▸ **SOAL LATIHAN 1**
Kumpulkan setiap baris dalam data di bawah yang memuat kata "painted". Huruf besar dan huruf kecil dibedakan.

Lagipula, kenapa harus menilai seseorang dari orientasi seksualnya, dan bukan karya atau kontribusinya pada masyarakat? Apa sih yg sebenarnya membedakan heteroseksual dan homoseksual? Keduanya makan makanan yg sama, tidur, bekerja, bermain, belajar, berkarya, bagi yg muslim shalat 5 kali sehari, bagi yg nasrani ke gereja setiap minggu, tidak ada yg berbeda kecuali selera itu tadi.

Beberapa waktu yg lalu, saya bertemu seseorang di festival film yg saya kunjungi. Dari beberapa kali melihatnya, saya tahu dia istimewa. Saya suka sekali dg dia. Sulit untuk mendeskripsikan apa yg menarik dari dia. All I can say that she’s sooo nice, funny and DEFINETELY cute! Well, dia lesbian, dan tampaknya dia seorang butch (sebagai ‘laki-laki’ atau perempuan tomboy dalam hubungan lesbian) terlihat dari penampilannya yg boyish. Entahlah, I’ve been a heterosexual in my 22 years old, but that time I thought I find something better! HAHAHAHA.
Buat saya perempuan yg kerasukan roh laki-laki namun tidak kehilangan karakter femininnya adalah SOSOK YG SEMPURNA. Dia itu sosok yg sangat pantas disukai dan dicintai. She got the charm! Saya rasa siapapun yg mengenalnya akan merasa nyaman dengannya. She deserve to be loved. Lalu bagaimana mungkin saya menolak hasrat untuk mencintai dia hanya karena dia perempuan? Lha, sudah dari sononya dia diciptakan jadi perempuan. Memangnya bisa pesen jenis kelamin sama Tuhan?

So, I think I’m falling in love now. With a girl. And I’ve never felt THIS HEALTHY before.

Lalu bagaimana saya yg terbiasa menyukai lawan jenis tiba-tiba tanpa angin dan tanpa hujan menyukai sesama jenis? Tidak ada kontribusi lingkungan, pertemanan, apalagi genetis di sini. Rasa itu datang begitu saja seperti hujan di siang bolong. Tidak diundang. Seperti memang sudah digariskan oleh Si Kecintaan Saya itu. Lucunya, saya tidak mengalami fase dilematis sama sekali. Seperti biasa, saya selalu menyambut dg gembira dan penuh curiosity suatu pengalaman baru. Apalagi ini sangat mendebarkan. Saya tidak pernah repot-repot memikirkan apa yg bakal terjadi. I’m a type of living-for-today person. And today soon will be yesterday, so just PUSH IT TO THE MAXIMUM! Your spirit gives you energy for tomorrow!

▸ **SOAL LATIHAN 2**
Teruskan tulisan di atas tentang orientasi seksual dan jatuh cinta kepada seorang perempuan, dimulai setelah kalimat terakhirnya.

▸ **DATA YANG DIBERIKAN**

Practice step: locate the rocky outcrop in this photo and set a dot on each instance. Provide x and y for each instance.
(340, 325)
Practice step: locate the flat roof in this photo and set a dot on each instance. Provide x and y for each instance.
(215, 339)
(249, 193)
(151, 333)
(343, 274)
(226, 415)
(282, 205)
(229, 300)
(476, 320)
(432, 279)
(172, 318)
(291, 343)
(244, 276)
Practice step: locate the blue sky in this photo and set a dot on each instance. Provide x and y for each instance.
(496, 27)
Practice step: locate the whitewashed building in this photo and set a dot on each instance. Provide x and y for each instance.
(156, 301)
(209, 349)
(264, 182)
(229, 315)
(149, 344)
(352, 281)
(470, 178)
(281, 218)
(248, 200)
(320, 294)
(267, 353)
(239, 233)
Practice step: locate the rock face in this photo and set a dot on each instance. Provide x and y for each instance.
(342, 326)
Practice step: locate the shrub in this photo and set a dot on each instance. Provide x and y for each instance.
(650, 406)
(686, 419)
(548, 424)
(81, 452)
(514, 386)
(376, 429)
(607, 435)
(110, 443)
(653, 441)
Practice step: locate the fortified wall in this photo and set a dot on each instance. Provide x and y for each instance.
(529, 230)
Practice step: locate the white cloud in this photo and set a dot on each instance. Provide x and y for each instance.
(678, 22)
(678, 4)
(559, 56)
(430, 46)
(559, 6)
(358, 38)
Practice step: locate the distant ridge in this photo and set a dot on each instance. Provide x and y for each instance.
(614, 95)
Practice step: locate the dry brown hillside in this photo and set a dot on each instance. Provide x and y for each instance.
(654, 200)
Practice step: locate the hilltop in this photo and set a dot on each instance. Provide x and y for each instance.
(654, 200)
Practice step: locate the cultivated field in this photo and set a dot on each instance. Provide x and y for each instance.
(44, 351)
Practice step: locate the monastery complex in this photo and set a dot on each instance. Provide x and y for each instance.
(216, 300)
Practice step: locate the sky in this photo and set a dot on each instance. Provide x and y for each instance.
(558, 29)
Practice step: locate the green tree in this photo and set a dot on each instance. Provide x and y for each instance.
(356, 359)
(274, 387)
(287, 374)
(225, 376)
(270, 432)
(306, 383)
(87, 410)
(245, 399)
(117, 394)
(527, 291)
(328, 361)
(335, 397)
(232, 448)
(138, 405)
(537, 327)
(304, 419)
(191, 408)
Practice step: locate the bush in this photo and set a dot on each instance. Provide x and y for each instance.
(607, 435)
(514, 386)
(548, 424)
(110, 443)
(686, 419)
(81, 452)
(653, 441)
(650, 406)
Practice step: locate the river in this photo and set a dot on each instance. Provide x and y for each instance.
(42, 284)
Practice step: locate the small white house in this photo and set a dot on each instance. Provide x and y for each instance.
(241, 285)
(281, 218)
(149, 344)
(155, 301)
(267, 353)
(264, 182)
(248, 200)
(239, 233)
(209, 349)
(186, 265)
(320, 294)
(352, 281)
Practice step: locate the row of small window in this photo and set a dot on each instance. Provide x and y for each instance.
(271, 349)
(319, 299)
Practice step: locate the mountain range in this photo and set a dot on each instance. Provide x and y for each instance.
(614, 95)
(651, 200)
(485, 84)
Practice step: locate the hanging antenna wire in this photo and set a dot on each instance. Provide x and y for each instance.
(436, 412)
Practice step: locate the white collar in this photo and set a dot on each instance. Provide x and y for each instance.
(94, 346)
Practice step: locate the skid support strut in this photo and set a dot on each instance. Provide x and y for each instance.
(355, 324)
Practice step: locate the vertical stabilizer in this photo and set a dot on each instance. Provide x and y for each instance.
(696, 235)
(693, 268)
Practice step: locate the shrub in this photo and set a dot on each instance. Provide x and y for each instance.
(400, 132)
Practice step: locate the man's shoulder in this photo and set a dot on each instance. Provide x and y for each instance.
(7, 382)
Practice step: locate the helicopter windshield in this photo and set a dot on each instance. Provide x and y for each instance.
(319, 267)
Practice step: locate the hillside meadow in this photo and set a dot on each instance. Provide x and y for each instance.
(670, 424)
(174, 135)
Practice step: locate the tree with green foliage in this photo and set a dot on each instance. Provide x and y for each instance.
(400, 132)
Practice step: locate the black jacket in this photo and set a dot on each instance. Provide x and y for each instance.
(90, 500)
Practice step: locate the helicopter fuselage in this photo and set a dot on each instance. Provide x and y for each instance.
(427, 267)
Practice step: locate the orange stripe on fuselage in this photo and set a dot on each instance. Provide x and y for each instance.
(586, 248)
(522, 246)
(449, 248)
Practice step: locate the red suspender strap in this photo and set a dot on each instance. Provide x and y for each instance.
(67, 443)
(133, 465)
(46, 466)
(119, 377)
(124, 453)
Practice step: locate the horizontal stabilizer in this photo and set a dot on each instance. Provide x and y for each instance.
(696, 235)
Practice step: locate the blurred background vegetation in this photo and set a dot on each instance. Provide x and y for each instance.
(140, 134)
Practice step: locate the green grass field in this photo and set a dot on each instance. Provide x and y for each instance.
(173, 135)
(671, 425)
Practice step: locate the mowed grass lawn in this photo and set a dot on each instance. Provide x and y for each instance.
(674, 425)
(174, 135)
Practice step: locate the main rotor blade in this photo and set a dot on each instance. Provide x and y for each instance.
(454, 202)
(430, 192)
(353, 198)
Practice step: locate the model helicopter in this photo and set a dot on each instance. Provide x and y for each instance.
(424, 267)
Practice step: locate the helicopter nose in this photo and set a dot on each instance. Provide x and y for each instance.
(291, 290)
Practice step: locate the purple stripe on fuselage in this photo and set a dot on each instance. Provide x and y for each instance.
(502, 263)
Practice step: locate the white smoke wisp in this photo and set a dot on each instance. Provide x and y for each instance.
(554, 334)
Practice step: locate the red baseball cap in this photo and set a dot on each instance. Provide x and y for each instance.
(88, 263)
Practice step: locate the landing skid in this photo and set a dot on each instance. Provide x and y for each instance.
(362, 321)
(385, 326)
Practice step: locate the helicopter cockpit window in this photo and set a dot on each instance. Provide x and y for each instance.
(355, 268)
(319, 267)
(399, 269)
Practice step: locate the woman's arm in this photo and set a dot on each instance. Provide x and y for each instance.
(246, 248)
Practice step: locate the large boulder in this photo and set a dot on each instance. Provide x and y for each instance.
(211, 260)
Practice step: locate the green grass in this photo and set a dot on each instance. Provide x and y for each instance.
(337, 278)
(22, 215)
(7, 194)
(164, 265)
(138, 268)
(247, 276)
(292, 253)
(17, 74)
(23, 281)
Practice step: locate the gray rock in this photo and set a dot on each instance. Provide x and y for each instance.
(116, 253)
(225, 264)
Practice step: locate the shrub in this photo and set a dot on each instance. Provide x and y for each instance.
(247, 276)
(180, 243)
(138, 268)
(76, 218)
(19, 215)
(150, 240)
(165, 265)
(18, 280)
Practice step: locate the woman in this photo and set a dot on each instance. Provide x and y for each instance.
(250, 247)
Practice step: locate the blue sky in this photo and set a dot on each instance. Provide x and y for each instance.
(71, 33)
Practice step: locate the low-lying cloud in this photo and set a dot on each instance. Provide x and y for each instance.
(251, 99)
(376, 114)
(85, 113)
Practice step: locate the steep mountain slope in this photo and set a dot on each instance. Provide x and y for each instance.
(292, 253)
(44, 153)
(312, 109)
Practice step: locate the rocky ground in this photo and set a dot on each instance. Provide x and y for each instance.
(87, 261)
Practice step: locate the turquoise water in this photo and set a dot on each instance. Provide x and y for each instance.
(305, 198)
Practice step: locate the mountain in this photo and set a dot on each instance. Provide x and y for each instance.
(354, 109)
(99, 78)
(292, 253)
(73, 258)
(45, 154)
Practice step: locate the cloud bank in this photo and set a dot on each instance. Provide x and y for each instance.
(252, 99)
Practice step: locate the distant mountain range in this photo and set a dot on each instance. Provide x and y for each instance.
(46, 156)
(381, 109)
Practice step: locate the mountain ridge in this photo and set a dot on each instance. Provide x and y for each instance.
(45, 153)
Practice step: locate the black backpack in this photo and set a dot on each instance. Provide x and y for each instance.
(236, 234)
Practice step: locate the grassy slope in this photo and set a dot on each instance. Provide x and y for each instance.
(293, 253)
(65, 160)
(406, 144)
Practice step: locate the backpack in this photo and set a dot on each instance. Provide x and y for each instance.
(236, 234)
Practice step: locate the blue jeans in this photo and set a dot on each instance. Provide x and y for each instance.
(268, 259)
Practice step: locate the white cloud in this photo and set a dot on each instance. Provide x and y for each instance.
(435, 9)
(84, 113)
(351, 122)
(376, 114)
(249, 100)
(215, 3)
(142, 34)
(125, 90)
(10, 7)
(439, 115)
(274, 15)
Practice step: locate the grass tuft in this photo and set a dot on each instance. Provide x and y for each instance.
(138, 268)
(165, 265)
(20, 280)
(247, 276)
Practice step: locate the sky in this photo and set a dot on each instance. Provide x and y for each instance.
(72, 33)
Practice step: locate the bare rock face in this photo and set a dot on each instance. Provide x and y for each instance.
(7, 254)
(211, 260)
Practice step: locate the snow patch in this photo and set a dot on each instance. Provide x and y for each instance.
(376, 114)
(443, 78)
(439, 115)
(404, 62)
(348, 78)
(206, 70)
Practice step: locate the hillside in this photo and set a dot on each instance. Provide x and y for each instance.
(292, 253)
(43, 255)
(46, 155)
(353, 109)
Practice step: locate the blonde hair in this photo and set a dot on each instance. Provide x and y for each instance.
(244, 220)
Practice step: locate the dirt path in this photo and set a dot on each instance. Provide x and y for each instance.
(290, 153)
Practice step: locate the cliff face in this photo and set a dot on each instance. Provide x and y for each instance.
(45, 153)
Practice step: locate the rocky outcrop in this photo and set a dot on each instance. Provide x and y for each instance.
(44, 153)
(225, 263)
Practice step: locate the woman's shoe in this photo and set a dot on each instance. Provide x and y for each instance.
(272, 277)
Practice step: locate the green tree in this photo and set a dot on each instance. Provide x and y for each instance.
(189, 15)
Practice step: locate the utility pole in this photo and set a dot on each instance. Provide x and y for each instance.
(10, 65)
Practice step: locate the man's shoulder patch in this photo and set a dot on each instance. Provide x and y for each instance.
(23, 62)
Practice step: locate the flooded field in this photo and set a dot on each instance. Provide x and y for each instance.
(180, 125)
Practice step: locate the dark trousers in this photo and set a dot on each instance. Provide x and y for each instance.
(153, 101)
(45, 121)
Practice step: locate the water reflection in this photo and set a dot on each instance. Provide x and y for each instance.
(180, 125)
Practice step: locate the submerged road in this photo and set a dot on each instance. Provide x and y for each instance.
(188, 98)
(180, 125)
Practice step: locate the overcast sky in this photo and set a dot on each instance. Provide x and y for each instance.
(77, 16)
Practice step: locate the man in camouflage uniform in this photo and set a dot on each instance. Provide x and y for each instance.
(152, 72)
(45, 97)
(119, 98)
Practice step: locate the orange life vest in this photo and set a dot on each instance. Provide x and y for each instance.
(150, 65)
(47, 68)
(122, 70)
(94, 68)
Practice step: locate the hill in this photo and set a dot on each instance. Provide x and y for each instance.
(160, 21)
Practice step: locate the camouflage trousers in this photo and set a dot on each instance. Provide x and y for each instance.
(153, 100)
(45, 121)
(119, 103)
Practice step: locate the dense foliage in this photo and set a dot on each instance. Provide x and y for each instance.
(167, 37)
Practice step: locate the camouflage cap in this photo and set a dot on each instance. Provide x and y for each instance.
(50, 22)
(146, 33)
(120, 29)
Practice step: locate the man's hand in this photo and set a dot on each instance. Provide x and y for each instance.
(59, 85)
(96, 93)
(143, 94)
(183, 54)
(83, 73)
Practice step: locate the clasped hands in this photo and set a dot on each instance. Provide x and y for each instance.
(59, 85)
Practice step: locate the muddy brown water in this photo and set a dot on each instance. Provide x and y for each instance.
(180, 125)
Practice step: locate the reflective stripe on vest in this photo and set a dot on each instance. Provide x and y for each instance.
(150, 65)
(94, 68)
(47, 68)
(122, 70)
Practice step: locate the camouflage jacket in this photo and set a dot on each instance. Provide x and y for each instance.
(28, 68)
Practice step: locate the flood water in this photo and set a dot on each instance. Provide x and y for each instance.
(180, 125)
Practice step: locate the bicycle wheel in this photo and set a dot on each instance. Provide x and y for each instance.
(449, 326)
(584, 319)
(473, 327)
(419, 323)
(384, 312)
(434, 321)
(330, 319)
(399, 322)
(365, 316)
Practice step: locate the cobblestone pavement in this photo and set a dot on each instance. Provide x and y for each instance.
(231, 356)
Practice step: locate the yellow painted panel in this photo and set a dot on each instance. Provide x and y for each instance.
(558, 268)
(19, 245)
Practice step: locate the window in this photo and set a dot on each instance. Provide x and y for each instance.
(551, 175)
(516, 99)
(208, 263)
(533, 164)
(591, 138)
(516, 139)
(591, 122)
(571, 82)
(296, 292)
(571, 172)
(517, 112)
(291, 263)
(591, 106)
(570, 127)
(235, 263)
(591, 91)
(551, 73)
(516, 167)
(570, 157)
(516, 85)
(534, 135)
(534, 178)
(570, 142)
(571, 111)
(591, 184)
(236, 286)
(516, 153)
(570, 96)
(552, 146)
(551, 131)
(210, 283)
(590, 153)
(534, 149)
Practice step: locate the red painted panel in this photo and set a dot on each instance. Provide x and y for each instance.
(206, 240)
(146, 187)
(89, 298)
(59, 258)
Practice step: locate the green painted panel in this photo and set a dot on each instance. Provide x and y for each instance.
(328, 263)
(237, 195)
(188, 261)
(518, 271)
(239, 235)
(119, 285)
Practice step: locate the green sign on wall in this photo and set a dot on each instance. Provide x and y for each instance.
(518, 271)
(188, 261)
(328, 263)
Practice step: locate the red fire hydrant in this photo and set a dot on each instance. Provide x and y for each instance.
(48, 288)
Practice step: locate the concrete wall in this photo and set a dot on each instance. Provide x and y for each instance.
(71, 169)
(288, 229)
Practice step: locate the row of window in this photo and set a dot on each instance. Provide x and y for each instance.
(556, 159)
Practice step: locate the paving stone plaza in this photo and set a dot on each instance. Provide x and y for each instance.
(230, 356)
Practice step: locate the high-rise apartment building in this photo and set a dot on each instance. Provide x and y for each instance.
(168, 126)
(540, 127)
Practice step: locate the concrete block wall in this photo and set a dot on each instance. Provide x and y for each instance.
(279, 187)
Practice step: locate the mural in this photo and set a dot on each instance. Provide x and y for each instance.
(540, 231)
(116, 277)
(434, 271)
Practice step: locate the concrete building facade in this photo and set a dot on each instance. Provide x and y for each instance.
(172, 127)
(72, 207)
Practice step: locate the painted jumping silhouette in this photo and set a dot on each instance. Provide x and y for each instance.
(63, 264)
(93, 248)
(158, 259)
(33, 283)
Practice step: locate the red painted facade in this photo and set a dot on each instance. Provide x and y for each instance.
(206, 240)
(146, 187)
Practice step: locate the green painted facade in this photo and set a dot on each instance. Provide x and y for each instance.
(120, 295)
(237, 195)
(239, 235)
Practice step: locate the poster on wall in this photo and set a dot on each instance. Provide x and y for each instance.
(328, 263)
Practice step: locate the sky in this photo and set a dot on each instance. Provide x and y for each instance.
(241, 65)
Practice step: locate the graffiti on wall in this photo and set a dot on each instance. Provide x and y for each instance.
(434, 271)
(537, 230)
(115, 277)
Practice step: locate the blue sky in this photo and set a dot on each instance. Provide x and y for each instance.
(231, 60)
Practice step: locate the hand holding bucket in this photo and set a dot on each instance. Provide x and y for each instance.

▸ **JAWABAN LATIHAN 1**
Practice step: locate the yellow painted panel in this photo and set a dot on each instance. Provide x and y for each instance.
Practice step: locate the red painted panel in this photo and set a dot on each instance. Provide x and y for each instance.
Practice step: locate the green painted panel in this photo and set a dot on each instance. Provide x and y for each instance.
Practice step: locate the painted jumping silhouette in this photo and set a dot on each instance. Provide x and y for each instance.
Practice step: locate the red painted facade in this photo and set a dot on each instance. Provide x and y for each instance.
Practice step: locate the green painted facade in this photo and set a dot on each instance. Provide x and y for each instance.

▸ **JAWABAN LATIHAN 2**
Saya menyikapinya dg senang-senang saja. It’s a gift. Ini panggilan suci. Saya sebut ini fitrah. Ini pemberian dari Si Pencipta Manusia berikut atribut-atribut kemanusiaannya. Dia yg menciptakan raga saya, berikut kecerdasan, emosi, insting dan feeling. Ya sudah, terima saja dg ikhlas dan mensyukurinya. Anggap saja saya masih diberi kenikmatan untuk mencintai sesama manusia dan diingatkan olehNya untuk selalu membawa ‘ideology of love’. Jangan dilawan dan diributkan, dengarkan saja kata hati.

Ketika teman saya bertanya apakah saya menjadi lesbian, saya agak bingung juga menjawabnya. Saya menyukai perempuan ini karena kualitas yg ada di dalam dirinya. Jika kualitas itu ada di dalam diri seorang lelaki, misalnya, barangkali saya akan jatuh cinta dengan lelaki itu juga. Jadi, pada dasarnya saya tidak pernah peduli dg jenis kelamin. Soal orientasi seksual, saya sangat cair. Sebut saja saya biseksual. Saya bisa jatuh cinta pada lelaki atau perempuan. Saya bisa menjadi perempuan yg berpasangan dg lelaki. Saya bisa menjadi perempuan yg berpasangan dg perempuan. Begitupun menjadi lelaki yg berpasangan dg perempuan. Oh dear, i only do one thing to survive in my life: follow my heart.

Seperti halnya saya yg menyukai segala macam buah, dalam hal jatuh cinta pun saya tidak pilih-pilih jenis kelamin.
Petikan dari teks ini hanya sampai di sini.